*Source rows*.
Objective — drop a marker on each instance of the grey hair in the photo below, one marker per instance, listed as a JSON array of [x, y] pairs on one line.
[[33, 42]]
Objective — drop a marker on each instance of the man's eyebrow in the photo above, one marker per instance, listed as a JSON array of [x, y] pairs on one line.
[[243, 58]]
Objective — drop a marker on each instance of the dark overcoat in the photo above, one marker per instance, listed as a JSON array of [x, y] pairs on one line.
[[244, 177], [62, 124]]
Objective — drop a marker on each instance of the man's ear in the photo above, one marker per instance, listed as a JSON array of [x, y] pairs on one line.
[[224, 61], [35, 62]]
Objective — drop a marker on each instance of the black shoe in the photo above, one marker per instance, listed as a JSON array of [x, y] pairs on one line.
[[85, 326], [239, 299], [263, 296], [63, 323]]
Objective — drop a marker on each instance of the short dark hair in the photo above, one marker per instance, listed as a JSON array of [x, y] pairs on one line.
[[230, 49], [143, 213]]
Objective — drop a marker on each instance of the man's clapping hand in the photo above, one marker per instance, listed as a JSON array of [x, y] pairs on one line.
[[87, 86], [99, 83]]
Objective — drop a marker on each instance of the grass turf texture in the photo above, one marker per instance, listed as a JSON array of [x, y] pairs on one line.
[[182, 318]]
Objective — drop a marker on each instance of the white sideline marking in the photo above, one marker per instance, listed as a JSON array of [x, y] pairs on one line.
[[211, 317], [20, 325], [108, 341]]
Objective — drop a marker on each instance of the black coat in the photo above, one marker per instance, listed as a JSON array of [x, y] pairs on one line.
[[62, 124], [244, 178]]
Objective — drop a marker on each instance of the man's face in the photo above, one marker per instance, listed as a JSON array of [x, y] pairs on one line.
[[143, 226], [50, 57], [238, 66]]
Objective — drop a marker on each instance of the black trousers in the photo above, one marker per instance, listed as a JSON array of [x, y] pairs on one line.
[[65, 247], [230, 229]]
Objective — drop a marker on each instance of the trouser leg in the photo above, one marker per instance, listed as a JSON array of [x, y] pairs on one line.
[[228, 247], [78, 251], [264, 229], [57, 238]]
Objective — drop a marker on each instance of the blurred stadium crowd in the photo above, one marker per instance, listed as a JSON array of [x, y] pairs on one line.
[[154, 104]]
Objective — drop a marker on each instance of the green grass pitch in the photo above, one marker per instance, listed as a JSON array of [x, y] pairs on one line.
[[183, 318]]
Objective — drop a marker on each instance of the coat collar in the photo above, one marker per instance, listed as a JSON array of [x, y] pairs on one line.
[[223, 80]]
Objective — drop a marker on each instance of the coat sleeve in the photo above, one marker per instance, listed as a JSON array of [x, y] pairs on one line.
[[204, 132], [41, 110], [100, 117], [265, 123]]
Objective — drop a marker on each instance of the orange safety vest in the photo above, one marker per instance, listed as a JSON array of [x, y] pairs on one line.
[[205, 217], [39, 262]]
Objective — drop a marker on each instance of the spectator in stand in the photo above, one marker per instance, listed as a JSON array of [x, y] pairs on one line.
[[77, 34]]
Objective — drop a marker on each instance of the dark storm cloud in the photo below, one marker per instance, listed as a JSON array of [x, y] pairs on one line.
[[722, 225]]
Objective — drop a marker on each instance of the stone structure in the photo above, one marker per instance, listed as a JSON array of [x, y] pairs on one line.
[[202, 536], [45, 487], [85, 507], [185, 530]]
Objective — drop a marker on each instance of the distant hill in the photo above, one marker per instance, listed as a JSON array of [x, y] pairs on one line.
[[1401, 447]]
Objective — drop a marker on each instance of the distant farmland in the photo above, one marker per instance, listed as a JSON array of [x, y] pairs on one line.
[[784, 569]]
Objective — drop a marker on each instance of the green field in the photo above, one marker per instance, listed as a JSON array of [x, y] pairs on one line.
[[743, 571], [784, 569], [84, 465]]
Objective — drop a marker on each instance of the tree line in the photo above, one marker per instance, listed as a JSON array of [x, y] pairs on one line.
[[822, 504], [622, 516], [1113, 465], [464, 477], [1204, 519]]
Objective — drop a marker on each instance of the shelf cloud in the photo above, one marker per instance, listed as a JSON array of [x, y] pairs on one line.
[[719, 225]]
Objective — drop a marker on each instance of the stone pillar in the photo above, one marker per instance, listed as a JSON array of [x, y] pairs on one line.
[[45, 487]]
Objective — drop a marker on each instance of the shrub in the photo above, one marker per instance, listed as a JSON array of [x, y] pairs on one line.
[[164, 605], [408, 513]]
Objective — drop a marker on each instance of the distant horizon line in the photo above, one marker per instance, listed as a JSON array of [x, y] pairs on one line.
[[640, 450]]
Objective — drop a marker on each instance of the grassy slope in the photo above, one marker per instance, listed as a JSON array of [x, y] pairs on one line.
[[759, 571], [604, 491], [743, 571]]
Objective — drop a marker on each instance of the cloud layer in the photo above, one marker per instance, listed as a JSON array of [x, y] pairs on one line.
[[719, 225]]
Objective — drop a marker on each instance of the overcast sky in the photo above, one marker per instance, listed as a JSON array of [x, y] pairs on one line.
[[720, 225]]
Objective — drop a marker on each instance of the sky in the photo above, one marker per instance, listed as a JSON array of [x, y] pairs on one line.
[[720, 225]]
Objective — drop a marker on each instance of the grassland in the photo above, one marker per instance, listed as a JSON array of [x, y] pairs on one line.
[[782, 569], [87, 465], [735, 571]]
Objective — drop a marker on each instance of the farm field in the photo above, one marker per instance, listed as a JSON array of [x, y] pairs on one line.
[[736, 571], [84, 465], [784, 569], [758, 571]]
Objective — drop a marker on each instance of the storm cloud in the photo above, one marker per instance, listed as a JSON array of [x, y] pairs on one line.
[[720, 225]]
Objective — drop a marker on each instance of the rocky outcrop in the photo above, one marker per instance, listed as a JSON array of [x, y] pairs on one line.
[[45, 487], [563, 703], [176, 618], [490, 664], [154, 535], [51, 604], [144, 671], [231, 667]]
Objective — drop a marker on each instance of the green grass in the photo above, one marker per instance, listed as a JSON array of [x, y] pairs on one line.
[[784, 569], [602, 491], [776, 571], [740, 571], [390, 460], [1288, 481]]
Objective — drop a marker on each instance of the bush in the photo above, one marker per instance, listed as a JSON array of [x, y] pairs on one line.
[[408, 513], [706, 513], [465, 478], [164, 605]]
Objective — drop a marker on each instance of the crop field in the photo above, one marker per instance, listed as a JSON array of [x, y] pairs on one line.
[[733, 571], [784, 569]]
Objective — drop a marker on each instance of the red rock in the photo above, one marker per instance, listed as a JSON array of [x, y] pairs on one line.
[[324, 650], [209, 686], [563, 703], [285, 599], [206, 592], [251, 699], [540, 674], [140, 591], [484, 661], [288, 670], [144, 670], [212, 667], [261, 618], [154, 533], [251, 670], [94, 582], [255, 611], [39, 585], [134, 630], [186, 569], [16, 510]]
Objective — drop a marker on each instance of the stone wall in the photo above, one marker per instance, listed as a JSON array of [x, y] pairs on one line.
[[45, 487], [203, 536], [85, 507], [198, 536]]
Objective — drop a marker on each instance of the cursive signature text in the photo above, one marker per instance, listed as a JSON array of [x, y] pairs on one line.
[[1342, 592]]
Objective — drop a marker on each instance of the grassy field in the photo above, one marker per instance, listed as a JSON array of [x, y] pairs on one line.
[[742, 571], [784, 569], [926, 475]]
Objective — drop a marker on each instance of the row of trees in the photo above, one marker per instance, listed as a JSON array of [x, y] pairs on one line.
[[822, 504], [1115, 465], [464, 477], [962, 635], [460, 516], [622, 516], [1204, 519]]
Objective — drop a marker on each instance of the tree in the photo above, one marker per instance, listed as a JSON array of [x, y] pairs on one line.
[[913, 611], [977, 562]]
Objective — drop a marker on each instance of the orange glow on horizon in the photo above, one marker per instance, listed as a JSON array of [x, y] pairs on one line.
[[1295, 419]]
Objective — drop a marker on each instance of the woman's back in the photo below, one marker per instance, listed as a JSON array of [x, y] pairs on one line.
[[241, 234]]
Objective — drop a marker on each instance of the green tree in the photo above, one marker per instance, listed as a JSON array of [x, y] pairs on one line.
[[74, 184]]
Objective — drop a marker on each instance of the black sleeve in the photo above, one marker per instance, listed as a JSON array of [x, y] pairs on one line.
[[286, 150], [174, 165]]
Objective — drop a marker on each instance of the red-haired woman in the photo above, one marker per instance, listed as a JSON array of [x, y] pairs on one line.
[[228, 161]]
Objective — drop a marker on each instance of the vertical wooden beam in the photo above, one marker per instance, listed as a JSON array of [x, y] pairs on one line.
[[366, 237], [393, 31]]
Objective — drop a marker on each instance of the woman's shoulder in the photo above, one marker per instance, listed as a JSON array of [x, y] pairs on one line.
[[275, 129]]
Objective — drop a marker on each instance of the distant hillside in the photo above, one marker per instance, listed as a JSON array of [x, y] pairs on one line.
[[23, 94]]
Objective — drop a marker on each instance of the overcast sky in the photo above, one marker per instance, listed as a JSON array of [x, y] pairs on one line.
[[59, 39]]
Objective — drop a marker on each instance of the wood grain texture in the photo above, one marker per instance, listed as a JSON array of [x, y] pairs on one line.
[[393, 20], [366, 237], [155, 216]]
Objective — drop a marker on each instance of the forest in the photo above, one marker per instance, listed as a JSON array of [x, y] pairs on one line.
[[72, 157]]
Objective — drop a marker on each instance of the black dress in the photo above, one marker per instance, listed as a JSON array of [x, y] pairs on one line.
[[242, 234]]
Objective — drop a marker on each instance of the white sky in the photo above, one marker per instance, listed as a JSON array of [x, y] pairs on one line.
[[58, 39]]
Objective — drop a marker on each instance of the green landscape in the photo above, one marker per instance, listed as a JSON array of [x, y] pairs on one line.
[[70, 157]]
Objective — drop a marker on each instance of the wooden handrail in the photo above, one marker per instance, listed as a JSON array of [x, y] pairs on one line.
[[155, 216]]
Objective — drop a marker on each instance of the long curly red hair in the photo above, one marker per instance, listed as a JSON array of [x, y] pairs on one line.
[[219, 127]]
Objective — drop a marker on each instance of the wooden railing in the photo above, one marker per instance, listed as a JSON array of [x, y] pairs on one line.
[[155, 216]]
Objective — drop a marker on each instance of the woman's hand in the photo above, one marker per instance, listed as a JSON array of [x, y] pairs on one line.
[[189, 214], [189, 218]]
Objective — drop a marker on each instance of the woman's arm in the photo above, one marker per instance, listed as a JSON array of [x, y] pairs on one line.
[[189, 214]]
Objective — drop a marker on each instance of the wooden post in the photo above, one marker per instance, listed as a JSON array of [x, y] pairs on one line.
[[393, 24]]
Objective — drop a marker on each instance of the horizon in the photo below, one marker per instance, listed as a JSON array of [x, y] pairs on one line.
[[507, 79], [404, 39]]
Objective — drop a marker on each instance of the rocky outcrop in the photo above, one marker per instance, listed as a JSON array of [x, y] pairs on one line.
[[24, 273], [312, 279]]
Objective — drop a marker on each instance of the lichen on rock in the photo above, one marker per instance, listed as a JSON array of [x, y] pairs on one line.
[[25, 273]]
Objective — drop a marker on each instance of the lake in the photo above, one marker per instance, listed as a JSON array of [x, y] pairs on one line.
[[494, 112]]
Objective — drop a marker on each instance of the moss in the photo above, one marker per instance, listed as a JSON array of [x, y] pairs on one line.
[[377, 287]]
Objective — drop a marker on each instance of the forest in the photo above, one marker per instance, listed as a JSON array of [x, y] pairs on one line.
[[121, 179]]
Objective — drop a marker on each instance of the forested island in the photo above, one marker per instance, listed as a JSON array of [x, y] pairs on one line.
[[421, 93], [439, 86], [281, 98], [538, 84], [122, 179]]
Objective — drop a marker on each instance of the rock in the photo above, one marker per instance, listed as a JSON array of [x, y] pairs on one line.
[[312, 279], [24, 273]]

*WRITTEN INSTRUCTION*.
Express the rows between the line holding "the stone wall" and the line holding "[[45, 487], [203, 536], [85, 507], [198, 536]]", inclusive, as a numbered list, omitting any blank lines.

*RESPONSE TO THE TASK*.
1. Objective — drop a marker on each instance of the stone wall in the photo above, one marker per instance, listed as a JSON array of [x, y] pairs on one line.
2. [[45, 487], [203, 536], [85, 507], [198, 536]]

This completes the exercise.